ISTRUZIONE 1
Seleziona dalle voci ogni riga che contiene la stringa "blurred".

TESTO FORNITO
>>>>

Chi ha incastrato Joseph Ratzinger

«Vogliono portare il Papa in tribunale». Il vescovo di Oakland ricostruisce il “caso Kiesle”, utilizzato dai media internazionali per infangare l’operato dell’allora prefetto del Sant’Uffizio. Ecco come sono stati manipolati i fatti. «L’attacco alla Chiesa è l’ultimo pregiudizio ancora giustificabile»

di Emanuele Boffi

Il 9 aprile l’Associated Press ha fatto uno scoop. Ha presentato al mondo la prova che Benedetto XVI, quando ancora era il cardinale Joseph Ratzinger e prefetto della Congregazione per la dottrina della fede (ex Sant’Uffizio), aveva coperto un prete pedofilo.
A supporto della propria accusa, l’Ap ha presentato una lettera scritta in latino datata 6 novembre 1985 in cui l’allora cardinale Ratzinger esprimeva preoccupazione per la riduzione allo stato laicale di un sacerdote californiano accusato di abusi sessuali su minori.

<<<<

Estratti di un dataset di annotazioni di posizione
>>>>

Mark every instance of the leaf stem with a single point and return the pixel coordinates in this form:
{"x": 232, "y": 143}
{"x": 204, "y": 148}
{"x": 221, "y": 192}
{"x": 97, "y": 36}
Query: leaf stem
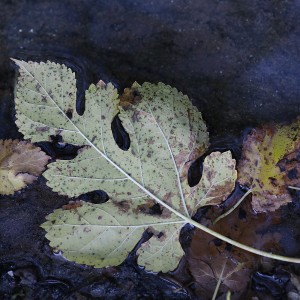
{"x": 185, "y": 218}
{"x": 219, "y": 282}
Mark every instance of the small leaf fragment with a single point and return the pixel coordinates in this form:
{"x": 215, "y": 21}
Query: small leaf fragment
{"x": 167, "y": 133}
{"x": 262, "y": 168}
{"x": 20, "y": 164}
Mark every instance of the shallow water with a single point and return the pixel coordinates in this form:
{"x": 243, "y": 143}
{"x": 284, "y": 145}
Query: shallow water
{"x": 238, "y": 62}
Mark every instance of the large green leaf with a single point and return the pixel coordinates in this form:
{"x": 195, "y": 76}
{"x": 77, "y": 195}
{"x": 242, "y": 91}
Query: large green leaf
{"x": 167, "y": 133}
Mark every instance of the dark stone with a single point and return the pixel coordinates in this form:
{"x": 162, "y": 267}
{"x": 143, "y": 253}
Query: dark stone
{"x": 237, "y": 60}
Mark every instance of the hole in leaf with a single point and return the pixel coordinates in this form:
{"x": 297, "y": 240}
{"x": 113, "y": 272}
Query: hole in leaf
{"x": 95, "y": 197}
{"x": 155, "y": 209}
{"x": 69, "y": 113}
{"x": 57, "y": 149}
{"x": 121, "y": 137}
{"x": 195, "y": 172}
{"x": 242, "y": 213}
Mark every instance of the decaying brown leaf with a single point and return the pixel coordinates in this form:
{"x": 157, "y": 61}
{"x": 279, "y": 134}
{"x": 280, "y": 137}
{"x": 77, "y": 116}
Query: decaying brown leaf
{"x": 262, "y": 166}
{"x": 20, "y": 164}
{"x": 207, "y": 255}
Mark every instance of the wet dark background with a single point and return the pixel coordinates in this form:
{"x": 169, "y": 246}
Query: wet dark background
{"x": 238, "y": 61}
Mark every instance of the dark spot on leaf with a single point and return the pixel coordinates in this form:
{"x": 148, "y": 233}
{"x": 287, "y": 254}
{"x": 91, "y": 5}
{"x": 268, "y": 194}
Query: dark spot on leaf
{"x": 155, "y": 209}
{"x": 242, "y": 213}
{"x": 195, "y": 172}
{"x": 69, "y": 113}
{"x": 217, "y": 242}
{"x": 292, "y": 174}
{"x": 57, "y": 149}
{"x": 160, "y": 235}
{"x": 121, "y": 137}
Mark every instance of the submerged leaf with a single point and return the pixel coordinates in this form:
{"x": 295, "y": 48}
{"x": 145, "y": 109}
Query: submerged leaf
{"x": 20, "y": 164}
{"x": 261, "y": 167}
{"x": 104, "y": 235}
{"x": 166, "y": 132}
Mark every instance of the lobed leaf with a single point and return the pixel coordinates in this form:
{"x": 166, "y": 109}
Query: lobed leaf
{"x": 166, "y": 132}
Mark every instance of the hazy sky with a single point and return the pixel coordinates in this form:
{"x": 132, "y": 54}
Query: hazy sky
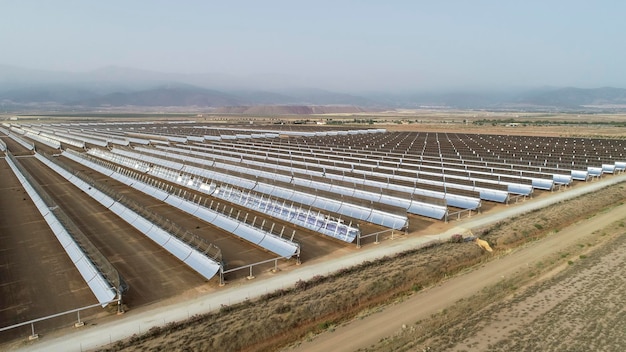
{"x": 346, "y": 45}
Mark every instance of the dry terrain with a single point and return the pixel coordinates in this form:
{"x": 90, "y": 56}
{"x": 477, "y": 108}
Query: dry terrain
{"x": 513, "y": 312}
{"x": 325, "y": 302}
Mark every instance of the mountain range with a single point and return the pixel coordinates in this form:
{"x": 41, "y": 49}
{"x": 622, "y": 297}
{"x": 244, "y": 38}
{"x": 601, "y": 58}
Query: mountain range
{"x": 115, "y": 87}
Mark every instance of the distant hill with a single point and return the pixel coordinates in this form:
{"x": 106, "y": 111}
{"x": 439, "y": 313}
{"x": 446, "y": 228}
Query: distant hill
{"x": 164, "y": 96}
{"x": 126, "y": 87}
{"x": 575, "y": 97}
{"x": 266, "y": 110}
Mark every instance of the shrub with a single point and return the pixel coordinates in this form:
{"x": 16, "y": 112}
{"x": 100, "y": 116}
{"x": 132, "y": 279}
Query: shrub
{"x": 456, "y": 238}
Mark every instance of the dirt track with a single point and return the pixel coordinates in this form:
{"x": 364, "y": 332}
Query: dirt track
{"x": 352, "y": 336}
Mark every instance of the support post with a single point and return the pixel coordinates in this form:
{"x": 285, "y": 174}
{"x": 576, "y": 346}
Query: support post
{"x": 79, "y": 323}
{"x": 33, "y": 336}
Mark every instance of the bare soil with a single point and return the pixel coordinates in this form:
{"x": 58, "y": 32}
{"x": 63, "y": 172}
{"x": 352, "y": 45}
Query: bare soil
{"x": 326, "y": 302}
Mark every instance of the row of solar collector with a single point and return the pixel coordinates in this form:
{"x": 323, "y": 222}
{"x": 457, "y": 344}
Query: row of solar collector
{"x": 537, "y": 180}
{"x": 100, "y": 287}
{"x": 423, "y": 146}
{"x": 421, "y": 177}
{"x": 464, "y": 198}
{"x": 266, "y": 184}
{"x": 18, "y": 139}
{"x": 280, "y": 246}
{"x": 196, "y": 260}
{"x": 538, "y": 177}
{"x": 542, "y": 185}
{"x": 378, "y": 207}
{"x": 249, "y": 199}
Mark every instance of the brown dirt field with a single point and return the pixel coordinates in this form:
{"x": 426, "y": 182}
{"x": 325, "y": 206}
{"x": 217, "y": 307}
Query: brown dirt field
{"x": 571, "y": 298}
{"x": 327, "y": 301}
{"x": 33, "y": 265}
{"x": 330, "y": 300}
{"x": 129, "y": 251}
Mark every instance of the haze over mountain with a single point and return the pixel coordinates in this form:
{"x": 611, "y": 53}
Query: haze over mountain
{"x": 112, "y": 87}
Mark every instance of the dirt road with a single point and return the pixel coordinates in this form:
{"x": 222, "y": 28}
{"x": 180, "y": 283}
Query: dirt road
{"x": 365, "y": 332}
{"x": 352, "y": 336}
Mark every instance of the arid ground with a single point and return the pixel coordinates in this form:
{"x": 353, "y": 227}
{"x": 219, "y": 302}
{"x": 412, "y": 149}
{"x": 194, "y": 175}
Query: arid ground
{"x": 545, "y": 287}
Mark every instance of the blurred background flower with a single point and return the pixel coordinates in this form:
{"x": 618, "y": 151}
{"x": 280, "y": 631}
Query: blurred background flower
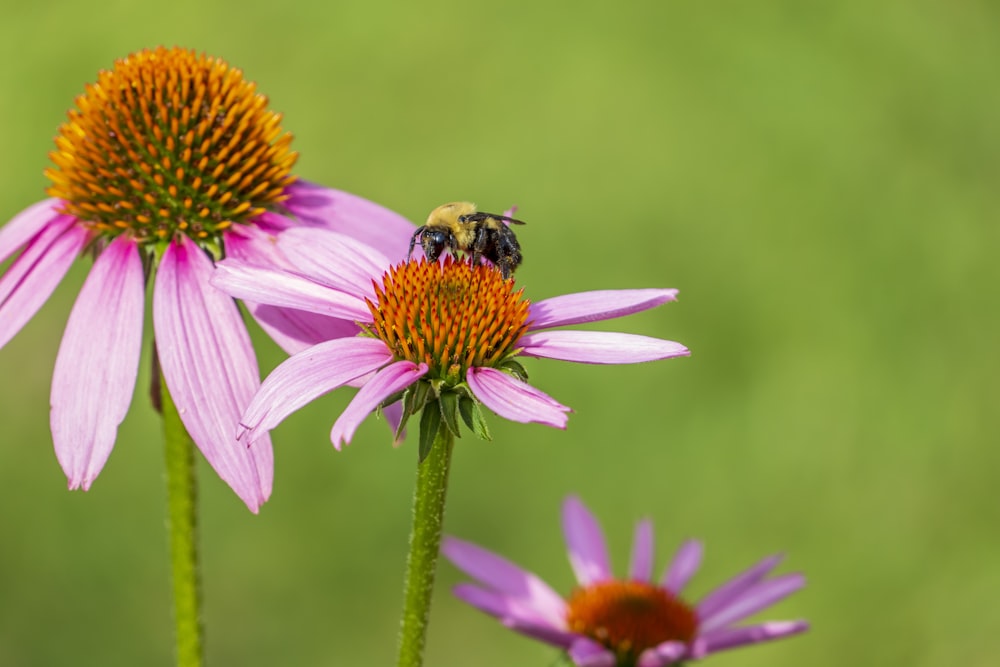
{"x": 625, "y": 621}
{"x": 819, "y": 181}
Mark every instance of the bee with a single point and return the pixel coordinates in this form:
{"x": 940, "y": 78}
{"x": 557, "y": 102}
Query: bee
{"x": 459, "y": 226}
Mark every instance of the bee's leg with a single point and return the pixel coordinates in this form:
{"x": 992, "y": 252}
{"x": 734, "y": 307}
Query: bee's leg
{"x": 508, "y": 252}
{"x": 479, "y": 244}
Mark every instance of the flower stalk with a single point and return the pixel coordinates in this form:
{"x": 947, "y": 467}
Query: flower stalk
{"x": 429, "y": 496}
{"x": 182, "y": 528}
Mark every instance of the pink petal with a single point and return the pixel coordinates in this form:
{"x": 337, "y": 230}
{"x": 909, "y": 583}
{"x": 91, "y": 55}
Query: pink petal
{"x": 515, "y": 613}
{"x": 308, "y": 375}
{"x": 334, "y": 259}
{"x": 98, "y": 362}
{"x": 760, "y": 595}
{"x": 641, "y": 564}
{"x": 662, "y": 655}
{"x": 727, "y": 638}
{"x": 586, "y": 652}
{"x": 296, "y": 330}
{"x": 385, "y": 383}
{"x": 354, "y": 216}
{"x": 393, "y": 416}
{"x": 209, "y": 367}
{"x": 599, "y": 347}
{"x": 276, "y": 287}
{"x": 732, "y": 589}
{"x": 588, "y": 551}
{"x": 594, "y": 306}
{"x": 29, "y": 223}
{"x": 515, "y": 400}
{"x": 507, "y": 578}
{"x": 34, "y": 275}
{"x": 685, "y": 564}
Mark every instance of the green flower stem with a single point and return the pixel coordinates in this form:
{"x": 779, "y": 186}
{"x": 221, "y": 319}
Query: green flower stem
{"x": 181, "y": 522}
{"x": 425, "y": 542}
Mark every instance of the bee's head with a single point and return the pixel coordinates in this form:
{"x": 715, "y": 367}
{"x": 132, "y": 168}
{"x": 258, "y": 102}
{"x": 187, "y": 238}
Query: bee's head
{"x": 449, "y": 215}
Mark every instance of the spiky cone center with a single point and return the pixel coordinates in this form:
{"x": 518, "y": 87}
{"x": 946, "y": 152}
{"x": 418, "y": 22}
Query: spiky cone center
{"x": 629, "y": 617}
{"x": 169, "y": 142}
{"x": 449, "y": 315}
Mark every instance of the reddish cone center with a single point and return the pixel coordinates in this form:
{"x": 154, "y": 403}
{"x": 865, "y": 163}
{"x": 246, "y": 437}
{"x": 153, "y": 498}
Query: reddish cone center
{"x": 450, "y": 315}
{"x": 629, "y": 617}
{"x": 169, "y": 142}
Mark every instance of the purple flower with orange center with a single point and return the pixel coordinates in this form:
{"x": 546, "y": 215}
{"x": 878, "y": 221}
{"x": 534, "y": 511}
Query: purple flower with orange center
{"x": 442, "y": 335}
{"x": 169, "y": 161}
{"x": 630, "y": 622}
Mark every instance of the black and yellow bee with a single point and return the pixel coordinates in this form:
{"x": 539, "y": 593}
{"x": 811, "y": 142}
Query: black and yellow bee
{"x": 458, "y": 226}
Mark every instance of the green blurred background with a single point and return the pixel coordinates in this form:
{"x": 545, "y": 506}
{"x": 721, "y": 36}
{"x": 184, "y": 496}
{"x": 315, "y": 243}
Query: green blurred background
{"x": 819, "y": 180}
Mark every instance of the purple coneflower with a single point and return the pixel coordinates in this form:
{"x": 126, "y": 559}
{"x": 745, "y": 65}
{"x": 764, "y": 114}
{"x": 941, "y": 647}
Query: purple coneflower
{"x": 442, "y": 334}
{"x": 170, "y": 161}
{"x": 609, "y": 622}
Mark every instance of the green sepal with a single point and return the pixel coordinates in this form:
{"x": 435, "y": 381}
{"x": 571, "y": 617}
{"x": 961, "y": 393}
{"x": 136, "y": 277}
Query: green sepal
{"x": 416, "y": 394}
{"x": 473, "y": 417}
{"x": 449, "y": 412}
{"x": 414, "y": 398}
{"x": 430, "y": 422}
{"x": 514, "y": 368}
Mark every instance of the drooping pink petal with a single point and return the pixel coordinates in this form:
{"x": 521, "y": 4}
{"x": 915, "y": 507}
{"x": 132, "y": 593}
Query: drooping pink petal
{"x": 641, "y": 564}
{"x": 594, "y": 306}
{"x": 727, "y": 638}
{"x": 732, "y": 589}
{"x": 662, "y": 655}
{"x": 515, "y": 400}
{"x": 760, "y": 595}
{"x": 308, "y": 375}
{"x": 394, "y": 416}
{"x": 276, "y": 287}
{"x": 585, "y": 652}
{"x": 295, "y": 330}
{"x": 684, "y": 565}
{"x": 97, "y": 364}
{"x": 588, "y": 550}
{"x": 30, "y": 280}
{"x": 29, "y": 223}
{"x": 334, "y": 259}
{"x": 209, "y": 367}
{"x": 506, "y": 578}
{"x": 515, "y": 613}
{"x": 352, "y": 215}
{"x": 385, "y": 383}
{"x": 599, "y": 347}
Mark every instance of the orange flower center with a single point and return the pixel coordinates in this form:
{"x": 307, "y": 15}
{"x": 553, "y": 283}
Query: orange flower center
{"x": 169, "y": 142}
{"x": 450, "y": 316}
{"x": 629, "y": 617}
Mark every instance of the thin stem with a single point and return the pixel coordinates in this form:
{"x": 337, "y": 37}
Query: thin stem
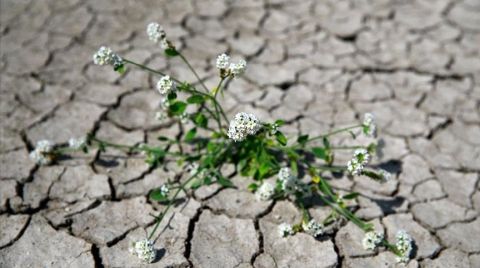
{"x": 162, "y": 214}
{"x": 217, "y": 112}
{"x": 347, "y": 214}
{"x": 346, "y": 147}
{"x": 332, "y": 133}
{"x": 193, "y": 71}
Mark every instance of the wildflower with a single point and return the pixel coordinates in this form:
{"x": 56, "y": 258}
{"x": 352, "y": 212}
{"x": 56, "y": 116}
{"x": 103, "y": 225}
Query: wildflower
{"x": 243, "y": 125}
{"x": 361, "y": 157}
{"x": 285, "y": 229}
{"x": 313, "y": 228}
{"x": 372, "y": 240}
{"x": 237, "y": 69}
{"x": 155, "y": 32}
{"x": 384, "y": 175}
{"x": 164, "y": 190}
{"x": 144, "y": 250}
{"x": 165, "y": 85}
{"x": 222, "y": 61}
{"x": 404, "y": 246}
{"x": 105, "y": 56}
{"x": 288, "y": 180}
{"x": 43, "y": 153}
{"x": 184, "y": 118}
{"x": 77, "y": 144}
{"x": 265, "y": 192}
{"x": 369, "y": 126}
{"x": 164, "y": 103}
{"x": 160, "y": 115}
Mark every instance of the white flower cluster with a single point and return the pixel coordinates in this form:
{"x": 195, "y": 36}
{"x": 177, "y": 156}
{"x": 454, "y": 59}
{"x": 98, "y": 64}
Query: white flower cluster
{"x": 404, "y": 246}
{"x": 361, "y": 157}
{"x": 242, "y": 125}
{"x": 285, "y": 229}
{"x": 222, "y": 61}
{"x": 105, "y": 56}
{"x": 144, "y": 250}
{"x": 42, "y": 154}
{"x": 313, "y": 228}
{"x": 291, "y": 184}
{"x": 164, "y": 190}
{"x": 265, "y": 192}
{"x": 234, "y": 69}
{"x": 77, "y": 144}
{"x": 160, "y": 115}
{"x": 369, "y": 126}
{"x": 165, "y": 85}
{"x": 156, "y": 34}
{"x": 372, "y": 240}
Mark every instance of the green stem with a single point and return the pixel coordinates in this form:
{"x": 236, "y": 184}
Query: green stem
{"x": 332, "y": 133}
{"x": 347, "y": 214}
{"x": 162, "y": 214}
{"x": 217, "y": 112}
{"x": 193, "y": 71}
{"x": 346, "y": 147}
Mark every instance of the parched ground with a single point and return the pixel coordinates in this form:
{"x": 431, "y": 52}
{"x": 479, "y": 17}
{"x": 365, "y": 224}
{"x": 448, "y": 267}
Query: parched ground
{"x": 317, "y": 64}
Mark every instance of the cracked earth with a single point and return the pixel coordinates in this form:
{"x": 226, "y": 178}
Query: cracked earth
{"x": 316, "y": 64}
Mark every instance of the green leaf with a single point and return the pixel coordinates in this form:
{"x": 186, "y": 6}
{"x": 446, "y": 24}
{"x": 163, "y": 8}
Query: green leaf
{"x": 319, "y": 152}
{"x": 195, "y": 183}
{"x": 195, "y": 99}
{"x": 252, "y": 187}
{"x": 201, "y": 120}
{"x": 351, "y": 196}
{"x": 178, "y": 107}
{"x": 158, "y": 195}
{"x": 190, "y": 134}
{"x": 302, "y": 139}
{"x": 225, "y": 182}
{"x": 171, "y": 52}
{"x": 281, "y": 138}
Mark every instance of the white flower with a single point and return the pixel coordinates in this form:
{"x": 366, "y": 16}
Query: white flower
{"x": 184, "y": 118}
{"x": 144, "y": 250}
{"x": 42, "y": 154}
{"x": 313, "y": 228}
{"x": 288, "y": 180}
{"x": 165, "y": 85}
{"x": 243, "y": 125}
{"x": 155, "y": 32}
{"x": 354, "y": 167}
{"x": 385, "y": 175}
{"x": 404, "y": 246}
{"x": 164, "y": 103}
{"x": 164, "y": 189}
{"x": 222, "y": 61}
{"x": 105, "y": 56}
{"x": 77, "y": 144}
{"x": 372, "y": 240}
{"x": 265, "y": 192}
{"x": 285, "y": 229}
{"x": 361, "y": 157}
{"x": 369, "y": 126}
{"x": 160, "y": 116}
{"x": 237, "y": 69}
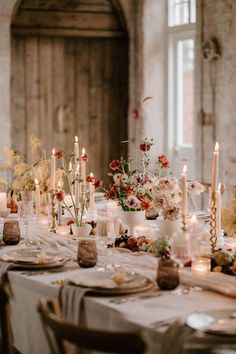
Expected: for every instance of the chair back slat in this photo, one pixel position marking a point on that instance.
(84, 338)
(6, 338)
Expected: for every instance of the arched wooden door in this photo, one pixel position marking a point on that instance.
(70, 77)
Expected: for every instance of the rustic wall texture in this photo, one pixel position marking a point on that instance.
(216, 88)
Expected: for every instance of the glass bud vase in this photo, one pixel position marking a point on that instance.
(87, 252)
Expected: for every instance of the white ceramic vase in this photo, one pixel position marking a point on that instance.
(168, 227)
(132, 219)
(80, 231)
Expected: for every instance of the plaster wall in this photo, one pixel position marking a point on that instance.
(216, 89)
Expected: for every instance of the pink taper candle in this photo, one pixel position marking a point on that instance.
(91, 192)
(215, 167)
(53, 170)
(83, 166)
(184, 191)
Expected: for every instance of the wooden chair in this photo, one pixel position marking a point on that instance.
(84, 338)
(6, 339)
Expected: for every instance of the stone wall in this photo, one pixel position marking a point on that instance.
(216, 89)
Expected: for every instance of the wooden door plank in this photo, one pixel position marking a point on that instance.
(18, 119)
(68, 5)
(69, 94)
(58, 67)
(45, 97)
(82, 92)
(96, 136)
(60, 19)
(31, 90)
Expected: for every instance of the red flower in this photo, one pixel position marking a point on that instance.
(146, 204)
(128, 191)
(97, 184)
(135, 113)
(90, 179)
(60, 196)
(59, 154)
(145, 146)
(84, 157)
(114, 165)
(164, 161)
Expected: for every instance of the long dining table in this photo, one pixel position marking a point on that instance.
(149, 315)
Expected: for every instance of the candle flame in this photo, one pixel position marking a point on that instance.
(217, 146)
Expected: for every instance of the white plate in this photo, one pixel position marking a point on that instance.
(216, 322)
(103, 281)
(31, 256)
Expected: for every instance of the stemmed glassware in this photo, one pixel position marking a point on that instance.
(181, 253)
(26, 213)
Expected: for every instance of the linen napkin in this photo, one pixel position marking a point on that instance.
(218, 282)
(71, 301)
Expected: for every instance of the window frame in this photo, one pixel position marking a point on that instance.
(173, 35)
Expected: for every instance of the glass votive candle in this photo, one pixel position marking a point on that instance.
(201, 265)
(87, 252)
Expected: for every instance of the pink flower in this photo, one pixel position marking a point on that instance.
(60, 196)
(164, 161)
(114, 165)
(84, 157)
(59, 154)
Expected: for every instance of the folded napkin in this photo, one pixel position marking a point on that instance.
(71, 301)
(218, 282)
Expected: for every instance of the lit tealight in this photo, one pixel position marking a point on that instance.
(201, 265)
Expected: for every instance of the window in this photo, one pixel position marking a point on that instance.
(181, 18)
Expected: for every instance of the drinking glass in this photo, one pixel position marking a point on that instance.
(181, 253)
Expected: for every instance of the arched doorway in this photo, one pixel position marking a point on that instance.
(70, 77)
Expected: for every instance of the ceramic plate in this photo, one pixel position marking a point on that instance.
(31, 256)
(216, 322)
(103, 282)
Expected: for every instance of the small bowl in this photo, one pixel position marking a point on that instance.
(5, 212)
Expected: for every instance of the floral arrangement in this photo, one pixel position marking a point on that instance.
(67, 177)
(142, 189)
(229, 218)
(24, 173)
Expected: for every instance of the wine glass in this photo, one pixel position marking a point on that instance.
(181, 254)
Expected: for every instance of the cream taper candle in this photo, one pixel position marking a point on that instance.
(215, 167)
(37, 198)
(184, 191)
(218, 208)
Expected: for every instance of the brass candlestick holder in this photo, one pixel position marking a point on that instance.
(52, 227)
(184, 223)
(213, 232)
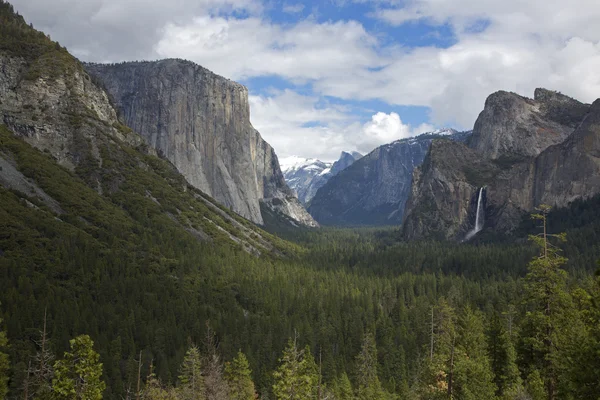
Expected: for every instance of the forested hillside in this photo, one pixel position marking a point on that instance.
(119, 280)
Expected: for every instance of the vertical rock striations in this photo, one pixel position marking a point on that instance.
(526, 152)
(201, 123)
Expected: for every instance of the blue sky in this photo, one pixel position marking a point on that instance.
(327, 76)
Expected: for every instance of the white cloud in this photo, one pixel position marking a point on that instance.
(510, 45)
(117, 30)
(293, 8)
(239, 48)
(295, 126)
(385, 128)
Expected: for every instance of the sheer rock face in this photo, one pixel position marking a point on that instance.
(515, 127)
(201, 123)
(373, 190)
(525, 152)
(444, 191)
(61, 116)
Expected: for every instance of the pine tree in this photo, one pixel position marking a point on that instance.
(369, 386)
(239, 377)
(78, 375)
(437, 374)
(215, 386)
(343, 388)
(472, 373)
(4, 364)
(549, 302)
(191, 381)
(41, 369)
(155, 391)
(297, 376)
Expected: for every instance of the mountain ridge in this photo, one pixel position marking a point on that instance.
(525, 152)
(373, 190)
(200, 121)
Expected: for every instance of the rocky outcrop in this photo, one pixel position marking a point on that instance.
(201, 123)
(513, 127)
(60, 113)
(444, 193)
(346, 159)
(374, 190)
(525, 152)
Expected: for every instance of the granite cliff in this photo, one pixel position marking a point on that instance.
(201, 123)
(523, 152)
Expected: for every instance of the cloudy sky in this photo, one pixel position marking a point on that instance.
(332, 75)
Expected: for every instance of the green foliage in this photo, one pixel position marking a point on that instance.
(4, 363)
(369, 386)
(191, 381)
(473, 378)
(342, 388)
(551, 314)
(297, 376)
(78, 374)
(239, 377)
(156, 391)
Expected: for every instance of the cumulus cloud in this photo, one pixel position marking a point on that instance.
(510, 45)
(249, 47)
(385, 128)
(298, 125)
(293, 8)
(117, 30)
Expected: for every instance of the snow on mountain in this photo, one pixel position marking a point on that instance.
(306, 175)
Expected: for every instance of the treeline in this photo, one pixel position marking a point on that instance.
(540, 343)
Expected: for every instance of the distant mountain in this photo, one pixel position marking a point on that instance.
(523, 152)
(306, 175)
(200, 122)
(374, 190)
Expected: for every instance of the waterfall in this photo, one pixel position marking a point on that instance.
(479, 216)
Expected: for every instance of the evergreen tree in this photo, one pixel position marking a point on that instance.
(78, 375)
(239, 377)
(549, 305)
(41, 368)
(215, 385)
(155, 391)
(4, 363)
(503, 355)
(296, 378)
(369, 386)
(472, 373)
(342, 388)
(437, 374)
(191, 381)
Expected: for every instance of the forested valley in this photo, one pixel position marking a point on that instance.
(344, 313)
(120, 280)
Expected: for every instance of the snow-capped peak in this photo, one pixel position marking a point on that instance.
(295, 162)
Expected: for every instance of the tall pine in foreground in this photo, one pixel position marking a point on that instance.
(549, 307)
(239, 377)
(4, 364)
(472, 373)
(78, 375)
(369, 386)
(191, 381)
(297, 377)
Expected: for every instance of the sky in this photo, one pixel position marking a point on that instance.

<<<<

ISTRUZIONE 2
Elenca tutte le espressioni che nel testo fornito compaiono tra virgolette, di qualunque tipo.

RISPOSTA COMPLETA 1
Mark every instance of the blurred background flower with a single point and return the pixel coordinates in this form:
Query: blurred background flower
Mark every instance of the green blurred background with a single point and return the pixel coordinates in this form:
Query: green blurred background

RISPOSTA COMPLETA 2
- «Vogliono portare il Papa in tribunale»
- “caso Kiesle”
- «L’attacco alla Chiesa è l’ultimo pregiudizio ancora giustificabile»